CONSIGNA - Continúa el texto sobre el examen toxicológico que la oposición exige a Gustavo Petro a partir de su última oración.

TEXTO EXTRAÍDO -
La oposición pide que el señor Gustavo Petro se someta a un examen toxicológico para verificar si es drogadicto o no. La escena parece sacada de una mala comedia política: quienes jamás han podido derrotarlo en el debate quieren reducirlo al chisme de pasillo.
Pero la pregunta que nadie fórmula es otra: ¿cuántos de los que hoy gritan con vehemencia “¡que se haga el examen!” Pasarían, sin temblar, la misma prueba?
Si de transparencia se trata, que los exámenes no se limiten al presidente. Que se practiquen en cadena a congresistas, magistrados, generales y expresidentes vivos. Las sorpresas serían monumentales: el senador que legisla entre brindis; el exmandatario que jamás soltó la copa; los congresistas que en privado celebran con el humo que en público condenan; o los togados que redactan sentencias con más alcohol en las venas que justicia en la conciencia.

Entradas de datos

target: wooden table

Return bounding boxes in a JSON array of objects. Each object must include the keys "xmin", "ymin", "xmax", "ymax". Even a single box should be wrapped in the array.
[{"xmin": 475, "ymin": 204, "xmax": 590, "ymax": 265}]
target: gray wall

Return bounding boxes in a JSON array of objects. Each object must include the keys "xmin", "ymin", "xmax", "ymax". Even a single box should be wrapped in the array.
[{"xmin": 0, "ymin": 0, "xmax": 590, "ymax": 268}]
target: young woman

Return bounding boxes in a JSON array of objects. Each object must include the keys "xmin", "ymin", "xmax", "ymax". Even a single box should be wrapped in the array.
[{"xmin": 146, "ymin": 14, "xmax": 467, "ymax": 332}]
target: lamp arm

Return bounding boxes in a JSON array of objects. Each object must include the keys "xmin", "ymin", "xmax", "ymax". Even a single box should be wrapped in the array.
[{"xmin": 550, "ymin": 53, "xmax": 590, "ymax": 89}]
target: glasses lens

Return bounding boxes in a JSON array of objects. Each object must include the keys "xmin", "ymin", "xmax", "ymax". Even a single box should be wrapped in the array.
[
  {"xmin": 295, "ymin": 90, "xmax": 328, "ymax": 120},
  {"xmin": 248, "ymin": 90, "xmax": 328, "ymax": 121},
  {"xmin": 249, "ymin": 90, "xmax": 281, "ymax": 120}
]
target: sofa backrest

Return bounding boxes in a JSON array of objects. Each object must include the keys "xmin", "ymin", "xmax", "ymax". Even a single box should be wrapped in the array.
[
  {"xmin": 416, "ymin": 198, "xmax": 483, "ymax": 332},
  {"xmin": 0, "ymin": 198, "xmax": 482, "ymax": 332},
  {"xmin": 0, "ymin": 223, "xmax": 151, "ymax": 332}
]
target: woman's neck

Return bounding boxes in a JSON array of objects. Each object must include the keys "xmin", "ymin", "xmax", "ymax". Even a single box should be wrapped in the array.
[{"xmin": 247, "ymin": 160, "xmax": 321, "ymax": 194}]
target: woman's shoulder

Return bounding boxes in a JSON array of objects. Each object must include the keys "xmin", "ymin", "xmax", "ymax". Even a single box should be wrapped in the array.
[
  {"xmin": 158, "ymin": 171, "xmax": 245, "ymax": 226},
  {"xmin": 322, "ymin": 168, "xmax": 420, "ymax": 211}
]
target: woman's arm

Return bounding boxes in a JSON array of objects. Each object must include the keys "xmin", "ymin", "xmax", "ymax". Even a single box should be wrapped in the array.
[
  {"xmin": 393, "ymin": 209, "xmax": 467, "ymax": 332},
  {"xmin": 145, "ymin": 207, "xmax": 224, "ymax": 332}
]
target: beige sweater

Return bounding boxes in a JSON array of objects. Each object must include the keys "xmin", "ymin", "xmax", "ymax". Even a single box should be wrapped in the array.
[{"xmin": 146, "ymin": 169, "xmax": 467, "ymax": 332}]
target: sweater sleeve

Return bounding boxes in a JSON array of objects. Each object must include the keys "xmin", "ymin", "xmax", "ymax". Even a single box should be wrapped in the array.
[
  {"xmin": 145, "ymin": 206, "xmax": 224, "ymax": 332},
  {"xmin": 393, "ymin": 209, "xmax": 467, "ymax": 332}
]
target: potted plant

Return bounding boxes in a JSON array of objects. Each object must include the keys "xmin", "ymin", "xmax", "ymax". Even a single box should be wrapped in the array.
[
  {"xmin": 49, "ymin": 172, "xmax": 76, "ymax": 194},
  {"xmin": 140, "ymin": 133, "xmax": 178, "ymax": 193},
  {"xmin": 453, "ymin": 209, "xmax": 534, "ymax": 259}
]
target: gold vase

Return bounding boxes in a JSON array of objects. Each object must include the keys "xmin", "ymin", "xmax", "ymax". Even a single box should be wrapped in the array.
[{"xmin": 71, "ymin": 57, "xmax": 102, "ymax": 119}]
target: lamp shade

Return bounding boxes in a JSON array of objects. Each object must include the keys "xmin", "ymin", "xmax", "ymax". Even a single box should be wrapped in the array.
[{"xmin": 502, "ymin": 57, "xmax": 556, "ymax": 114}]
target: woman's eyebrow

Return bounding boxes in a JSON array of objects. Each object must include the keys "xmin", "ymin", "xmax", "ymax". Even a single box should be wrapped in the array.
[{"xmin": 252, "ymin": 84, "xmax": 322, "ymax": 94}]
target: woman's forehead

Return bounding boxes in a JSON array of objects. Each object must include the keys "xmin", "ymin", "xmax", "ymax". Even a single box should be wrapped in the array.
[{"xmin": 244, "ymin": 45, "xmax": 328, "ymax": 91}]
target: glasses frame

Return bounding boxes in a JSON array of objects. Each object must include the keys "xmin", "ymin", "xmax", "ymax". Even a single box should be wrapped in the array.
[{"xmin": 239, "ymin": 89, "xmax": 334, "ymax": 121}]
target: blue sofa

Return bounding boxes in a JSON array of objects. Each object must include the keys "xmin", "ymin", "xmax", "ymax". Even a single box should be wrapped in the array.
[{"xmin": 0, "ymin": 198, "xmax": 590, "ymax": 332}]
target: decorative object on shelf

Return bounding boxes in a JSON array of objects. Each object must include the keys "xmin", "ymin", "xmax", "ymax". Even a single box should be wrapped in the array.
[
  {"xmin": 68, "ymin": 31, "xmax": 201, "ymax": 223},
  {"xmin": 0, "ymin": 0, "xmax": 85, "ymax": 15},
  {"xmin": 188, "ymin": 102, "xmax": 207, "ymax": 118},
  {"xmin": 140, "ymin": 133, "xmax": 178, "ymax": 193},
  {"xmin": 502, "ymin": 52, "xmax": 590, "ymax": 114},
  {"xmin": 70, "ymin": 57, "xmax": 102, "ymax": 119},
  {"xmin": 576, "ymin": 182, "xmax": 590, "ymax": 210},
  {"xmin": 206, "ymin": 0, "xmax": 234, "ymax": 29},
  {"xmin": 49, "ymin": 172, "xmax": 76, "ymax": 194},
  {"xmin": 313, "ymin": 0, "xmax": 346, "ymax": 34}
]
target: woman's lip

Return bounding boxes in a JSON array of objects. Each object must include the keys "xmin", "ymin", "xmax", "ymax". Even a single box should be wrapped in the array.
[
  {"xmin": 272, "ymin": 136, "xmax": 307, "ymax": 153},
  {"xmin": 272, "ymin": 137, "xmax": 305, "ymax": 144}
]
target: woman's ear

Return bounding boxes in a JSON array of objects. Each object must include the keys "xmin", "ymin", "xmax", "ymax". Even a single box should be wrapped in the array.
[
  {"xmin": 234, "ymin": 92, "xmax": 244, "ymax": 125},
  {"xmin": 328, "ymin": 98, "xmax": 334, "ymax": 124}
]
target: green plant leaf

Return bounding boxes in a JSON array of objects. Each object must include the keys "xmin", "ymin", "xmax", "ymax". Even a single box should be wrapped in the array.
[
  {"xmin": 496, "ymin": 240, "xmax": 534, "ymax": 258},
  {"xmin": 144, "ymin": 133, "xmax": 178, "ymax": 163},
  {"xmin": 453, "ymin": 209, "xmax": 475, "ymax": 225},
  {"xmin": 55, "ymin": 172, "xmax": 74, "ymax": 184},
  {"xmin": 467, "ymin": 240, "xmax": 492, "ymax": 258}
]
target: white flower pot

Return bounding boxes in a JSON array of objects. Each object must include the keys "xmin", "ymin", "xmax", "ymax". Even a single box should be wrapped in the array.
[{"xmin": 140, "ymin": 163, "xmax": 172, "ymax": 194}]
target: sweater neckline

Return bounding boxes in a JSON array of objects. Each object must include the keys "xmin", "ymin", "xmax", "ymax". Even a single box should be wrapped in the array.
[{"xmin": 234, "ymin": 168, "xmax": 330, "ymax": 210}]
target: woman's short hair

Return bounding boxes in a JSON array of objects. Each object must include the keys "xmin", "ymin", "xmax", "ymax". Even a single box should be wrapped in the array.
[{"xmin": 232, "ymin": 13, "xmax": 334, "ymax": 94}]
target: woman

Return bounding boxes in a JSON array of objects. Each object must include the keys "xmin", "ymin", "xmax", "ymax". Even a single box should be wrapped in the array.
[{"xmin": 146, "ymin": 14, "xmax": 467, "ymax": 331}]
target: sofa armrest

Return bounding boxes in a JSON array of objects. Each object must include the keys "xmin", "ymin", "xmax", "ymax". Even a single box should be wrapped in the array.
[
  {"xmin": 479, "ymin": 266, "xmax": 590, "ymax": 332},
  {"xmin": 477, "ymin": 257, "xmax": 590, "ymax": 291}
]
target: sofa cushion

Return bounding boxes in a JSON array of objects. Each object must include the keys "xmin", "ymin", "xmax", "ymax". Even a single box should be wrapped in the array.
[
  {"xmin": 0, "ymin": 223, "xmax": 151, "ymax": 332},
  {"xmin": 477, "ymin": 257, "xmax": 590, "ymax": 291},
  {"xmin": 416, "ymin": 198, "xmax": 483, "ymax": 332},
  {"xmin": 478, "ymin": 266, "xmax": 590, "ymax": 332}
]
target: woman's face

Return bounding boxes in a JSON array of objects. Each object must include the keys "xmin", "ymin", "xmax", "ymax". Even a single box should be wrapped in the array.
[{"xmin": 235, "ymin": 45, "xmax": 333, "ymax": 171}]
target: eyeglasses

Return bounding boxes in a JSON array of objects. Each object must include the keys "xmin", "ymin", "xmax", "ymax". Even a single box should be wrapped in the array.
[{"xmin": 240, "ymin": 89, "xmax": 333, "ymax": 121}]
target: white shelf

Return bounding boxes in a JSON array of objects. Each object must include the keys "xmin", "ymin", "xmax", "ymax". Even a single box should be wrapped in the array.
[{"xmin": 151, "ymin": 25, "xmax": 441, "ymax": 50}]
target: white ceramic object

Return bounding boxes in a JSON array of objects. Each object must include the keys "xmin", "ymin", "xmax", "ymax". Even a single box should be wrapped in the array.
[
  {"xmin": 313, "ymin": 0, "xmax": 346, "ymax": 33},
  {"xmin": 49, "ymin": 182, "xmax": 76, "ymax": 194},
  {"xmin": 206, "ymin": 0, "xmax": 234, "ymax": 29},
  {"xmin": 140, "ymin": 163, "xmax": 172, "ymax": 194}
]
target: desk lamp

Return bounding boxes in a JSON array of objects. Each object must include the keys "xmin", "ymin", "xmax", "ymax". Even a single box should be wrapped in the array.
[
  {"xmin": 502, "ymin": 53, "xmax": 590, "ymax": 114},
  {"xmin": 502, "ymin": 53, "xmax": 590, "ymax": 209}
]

--

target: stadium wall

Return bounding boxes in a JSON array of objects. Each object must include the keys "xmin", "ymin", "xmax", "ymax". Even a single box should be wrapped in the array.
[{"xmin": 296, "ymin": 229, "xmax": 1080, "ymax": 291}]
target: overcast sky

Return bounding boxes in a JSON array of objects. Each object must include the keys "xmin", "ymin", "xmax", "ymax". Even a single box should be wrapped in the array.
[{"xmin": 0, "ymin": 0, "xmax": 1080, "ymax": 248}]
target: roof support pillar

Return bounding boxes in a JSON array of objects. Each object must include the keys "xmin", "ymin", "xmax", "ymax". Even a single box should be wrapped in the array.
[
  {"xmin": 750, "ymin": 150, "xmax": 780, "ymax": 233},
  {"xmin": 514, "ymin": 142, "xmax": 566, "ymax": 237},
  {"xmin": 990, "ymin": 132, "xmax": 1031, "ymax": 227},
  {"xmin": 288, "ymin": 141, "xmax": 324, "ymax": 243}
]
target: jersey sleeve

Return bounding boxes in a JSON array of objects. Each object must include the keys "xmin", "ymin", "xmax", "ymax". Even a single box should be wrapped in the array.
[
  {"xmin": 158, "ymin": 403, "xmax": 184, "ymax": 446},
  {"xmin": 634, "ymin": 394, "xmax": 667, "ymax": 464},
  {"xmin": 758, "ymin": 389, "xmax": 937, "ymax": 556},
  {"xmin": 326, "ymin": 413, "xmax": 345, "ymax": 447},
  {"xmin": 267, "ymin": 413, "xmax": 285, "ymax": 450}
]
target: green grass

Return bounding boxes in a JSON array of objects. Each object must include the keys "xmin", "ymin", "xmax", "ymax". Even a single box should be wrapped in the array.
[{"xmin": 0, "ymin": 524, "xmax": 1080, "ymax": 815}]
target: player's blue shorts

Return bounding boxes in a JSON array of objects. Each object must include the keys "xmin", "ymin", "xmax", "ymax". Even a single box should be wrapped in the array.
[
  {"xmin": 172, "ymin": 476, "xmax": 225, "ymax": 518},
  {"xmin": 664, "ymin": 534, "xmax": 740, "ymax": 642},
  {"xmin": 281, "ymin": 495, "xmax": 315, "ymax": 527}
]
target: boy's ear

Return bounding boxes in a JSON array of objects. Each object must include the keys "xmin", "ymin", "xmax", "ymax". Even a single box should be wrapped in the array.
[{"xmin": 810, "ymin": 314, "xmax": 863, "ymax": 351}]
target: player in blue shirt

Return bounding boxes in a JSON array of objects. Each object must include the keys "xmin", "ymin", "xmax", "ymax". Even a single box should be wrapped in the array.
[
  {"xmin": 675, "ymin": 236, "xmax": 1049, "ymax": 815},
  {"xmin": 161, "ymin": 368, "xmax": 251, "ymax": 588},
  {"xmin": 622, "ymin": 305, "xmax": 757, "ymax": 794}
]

RESPUESTA -
El señalamiento contra Petro no nace de un interés real por la salud pública. Es un arma política, un intento de degradar la figura presidencial en el terreno de la sospecha. Lo curioso es que, si se aplicara la misma vara a quienes hoy se golpean el pecho, muchos quedarían expuestos en su miseria: algunos no pasarían un examen de alcoholemia en plena plenaria, y otros tendrían que dar explicaciones incómodas sobre amistades con carteles y padrinazgos oscuros.
El problema no es el consumo: es la doble moral. Quienes acusan son los mismos que jamás permitirían que la lupa se posara sobre ellos. El verdadero vicio que carcome a la clase dirigente no está en las sustancias, sino en su adicción al poder y a la hipocresía.
Un magistrado que esconde a su propio hijo, pagando silencios y comprando verdades, ¿no carga acaso con un vicio más profundo? El vicio de la hipocresía, de la doble moral, de creer que la ley es para los demás y nunca para ellos.
Porque esconder un hijo, negarle identidad y derechos, no es menos grave que una adicción química: es la adicción al prestigio falso, a la “imagen pulcra” construida sobre el dolor ajeno.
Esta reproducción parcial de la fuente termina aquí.